(Referring expression pointing data)
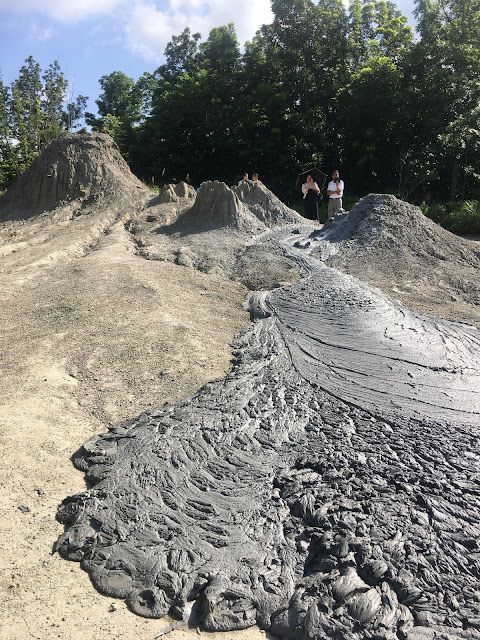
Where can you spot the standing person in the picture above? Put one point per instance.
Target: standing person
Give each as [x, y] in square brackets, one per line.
[311, 196]
[335, 194]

### [HOW TO COMPLETE THIS TASK]
Please make an exact copy of the records, leaving out any picture.

### [FINISHED EXERCISE]
Where can you spot the standing person in the picture above? Put one point per instance.
Target: standing person
Give each as [x, y] in square brackets, one per line.
[311, 196]
[335, 194]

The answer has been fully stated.